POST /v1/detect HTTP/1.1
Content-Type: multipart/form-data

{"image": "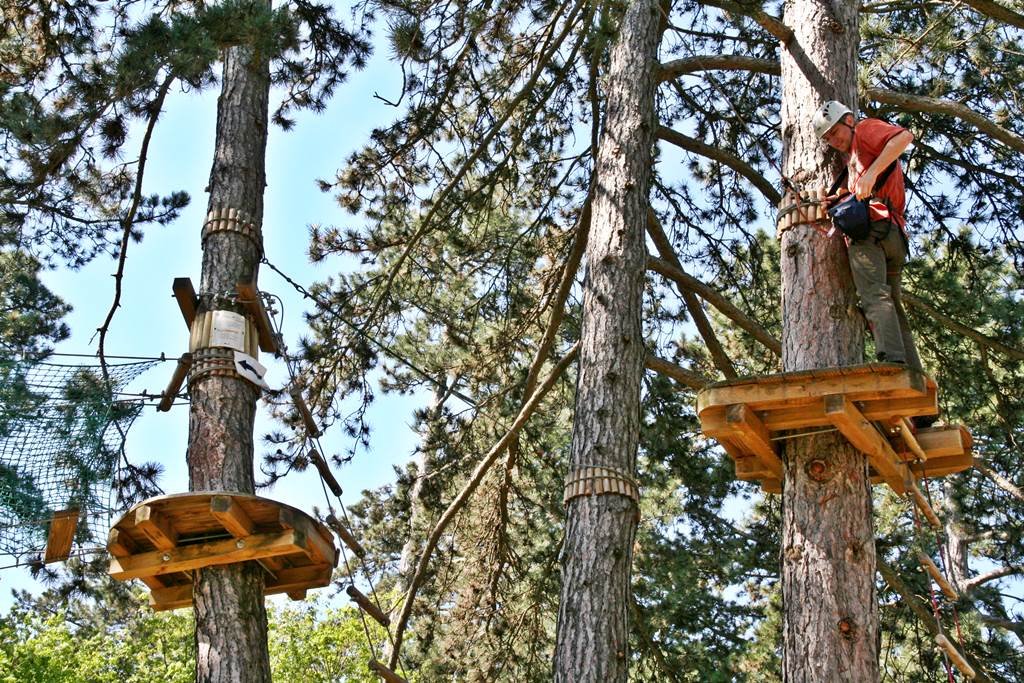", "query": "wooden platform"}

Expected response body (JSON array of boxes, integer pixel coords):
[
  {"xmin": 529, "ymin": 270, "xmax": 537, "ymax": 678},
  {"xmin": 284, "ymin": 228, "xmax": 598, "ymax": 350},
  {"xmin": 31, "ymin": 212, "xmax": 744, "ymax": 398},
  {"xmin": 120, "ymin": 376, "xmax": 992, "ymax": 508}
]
[
  {"xmin": 697, "ymin": 362, "xmax": 972, "ymax": 494},
  {"xmin": 106, "ymin": 492, "xmax": 338, "ymax": 610}
]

#####

What to do: How many lines in the material above contain the string "ymax"? Reply with the number only.

Result of the exercise: 6